Affinage

APOOL

MICOS complex subunit MIC27 · UniProt Q6UXV4

Length
268 aa
Mass
29.2 kDa
Annotated
2026-06-09
24 papers in source corpus 15 papers cited in narrative 16 extracted findings
Cross-family judge vs UniProt: Affinage preferred faithfulness: 6/6 claims corpus-supported (100%)

Mechanistic narrative

Synthesis pass · prose summary of the discoveries below

APOOL (MIC27) is a non-glycosylated inner mitochondrial membrane protein of the MICOS complex that shapes cristae architecture by coupling cardiolipin binding to assembly of the membrane-sculpting MICOS scaffold (PMID:23704930, PMID:25918844, PMID:37279200). It faces the intermembrane space, specifically binds cardiolipin but not its precursor phosphatidylglycerol, and physically associates with MICOS/MIB subunits including Mitofilin/MIC60, MINOS1/MIC10, and SAMM50 (PMID:23704930). Within MICOS it belongs to the MIC10/MIC12/MIC27 subcomplex that assembles independently of the MIC60/MIC19 subcomplex and whose formation depends on cardiolipin and respiratory complexes (PMID:25918844); its integration requires MIC13/QIL1, whose loss triggers degradation of MIC27 together with MIC10 and MIC26 (PMID:25997101, PMID:27479602). Mechanistically, MIC27 stabilizes MIC10 oligomers and promotes oligomerization of the F1FO-ATP synthase, thereby supporting crista junction formation and cristae membrane curvature (PMID:26968360, PMID:28845423). MIC27 and MIC26 reciprocally regulate each other's levels and act antagonistically on MIC10 oligomer stability, and their combined loss cooperatively depletes cardiolipin and destabilizes respiratory chain supercomplexes and ATP synthase, a defect reversed by cardiolipin synthase overexpression (PMID:25764979, PMID:29733859, PMID:32788226). Loss-of-function mutation in QIL1/MIC13 eliminates the MIC10–MIC26–MIC27–QIL1 subcomplex and produces aberrant cristae and respiratory chain deficiency in patient tissue (PMID:29618761).

Mechanistic history

Synthesis pass · year-by-year structured walk · 11 steps
  1. 2013 High

    Established APOOL/MIC27 as a cardiolipin-binding inner membrane protein integral to the MICOS/MINOS complex, answering whether this protein had a defined mitochondrial role.

    Evidence Complexome profiling, in vitro lipid-binding assay, Co-IP, and knockdown/overexpression with morphology and respiration readouts in human cells

    PMID:23704930

    Open questions at the time
    • Did not resolve subcomplex membership within MICOS
    • Did not define the structural basis of cardiolipin selectivity
  2. 2015 High

    Placed MIC27 architecturally within a distinct MIC10/MIC12/MIC27 subcomplex separate from the MIC60/MIC19 module, and showed its assembly depends on cardiolipin and respiratory complexes.

▶ **Activities**
• 1. Translate this sentence from the APOOL page into Spanish: "Loss-of-function mutation in QIL1/MIC13 eliminates the MIC10–MIC26–MIC27–QIL1 subcomplex and produces aberrant cristae and respiratory chain deficiency in patient tissue (PMID:29618761)."
• 2. Reproduce the APOOL page word for word from "Placed MIC27 architecturally" up to and including "and respiratory complexes.".

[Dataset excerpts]
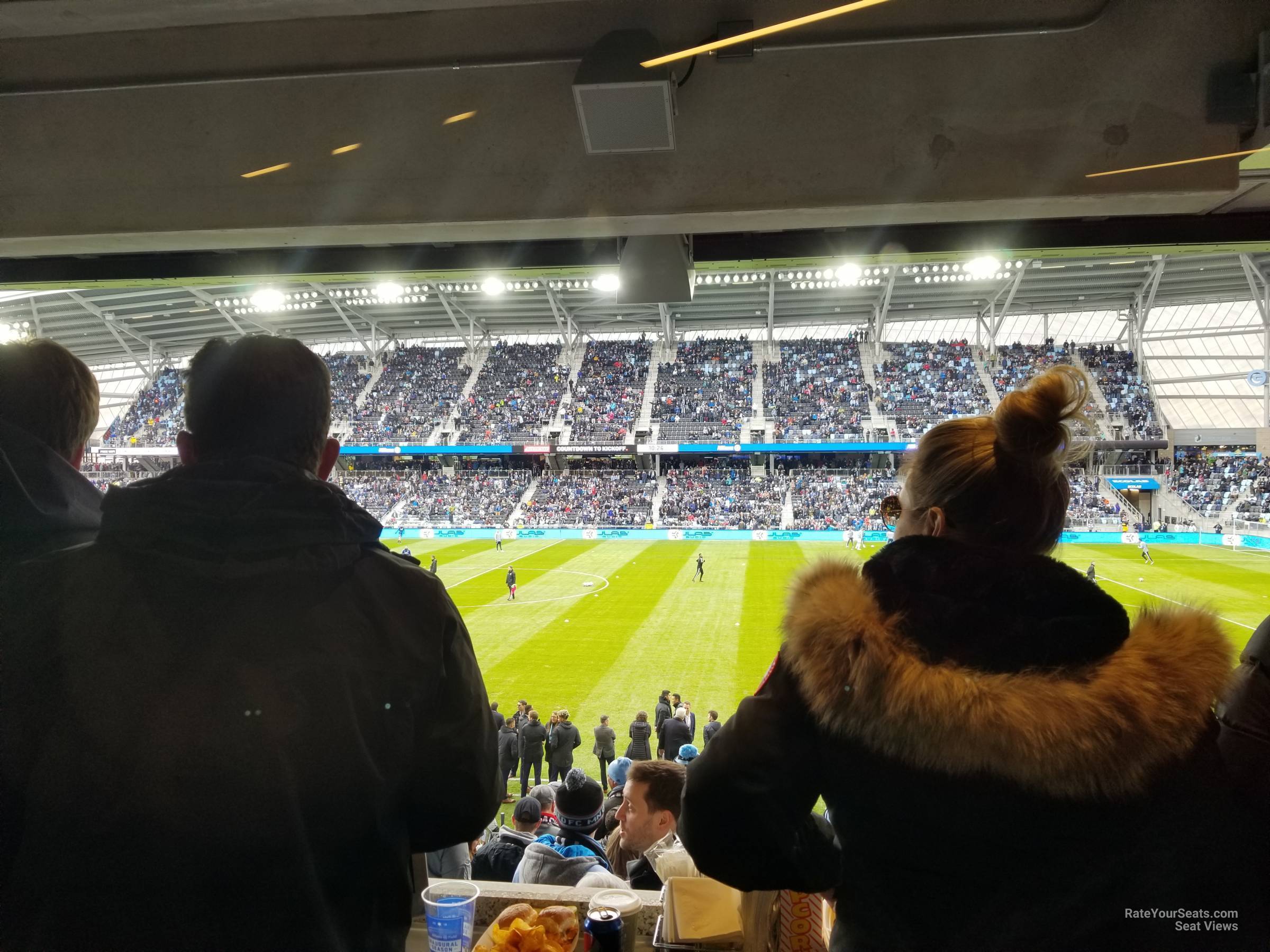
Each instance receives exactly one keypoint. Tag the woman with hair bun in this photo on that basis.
(1009, 762)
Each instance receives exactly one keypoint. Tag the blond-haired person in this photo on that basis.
(1008, 761)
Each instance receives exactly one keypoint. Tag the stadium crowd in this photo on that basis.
(840, 499)
(417, 391)
(606, 498)
(723, 499)
(610, 390)
(708, 391)
(154, 418)
(1123, 388)
(921, 384)
(817, 391)
(515, 395)
(226, 706)
(1211, 483)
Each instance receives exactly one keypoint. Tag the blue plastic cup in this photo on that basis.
(451, 911)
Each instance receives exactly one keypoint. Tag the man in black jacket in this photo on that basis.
(532, 738)
(497, 860)
(675, 734)
(564, 739)
(49, 407)
(223, 714)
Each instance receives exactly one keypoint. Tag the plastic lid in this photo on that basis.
(625, 902)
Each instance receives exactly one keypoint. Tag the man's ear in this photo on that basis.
(186, 448)
(329, 455)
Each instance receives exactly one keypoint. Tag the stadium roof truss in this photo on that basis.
(1199, 318)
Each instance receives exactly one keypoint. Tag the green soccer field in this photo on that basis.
(643, 625)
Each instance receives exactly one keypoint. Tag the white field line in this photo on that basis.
(520, 559)
(1104, 578)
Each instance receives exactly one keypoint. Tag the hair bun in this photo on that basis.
(1033, 424)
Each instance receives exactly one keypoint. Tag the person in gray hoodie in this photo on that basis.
(49, 407)
(564, 860)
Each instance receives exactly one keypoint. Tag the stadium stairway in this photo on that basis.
(869, 356)
(994, 397)
(1110, 492)
(662, 353)
(525, 498)
(449, 429)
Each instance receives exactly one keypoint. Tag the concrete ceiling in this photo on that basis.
(915, 111)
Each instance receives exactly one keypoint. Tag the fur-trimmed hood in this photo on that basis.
(1081, 708)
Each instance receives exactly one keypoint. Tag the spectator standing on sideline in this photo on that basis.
(662, 711)
(49, 407)
(691, 720)
(215, 711)
(675, 734)
(639, 733)
(532, 738)
(509, 756)
(616, 777)
(710, 729)
(649, 817)
(606, 739)
(564, 739)
(498, 858)
(939, 672)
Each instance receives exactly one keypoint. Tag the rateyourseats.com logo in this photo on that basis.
(1191, 919)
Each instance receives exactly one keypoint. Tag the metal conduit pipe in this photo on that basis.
(10, 92)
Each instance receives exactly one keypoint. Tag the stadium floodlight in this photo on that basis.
(850, 273)
(267, 299)
(983, 267)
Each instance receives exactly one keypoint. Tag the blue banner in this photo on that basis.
(1133, 481)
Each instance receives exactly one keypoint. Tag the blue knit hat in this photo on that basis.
(618, 771)
(579, 803)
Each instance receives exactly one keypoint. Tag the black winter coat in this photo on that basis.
(605, 740)
(675, 734)
(221, 716)
(534, 735)
(497, 860)
(564, 739)
(659, 714)
(1006, 762)
(639, 748)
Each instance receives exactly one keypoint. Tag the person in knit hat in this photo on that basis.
(564, 860)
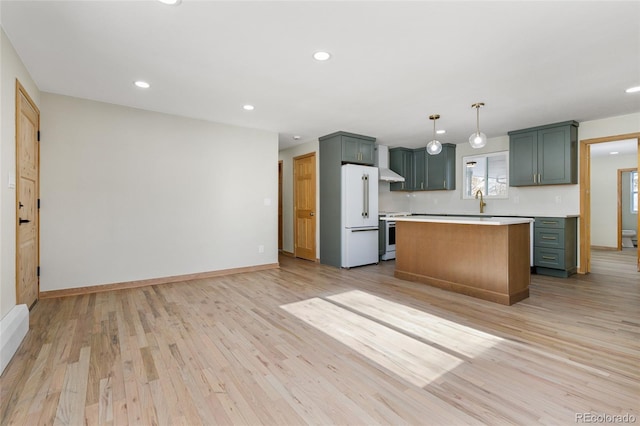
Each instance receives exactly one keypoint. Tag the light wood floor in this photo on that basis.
(310, 344)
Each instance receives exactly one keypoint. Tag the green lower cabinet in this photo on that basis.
(555, 246)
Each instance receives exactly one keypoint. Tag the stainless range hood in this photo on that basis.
(382, 161)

▶ **Written answers**
• 1. Una mutación de pérdida de función en QIL1/MIC13 elimina el subcomplejo MIC10–MIC26–MIC27–QIL1 y produce crestas aberrantes y deficiencia de la cadena respiratoria en tejido de pacientes (PMID:29618761).

• 2.
Placed MIC27 architecturally within a distinct MIC10/MIC12/MIC27 subcomplex separate from the MIC60/MIC19 module, and showed its assembly depends on cardiolipin and respiratory complexes.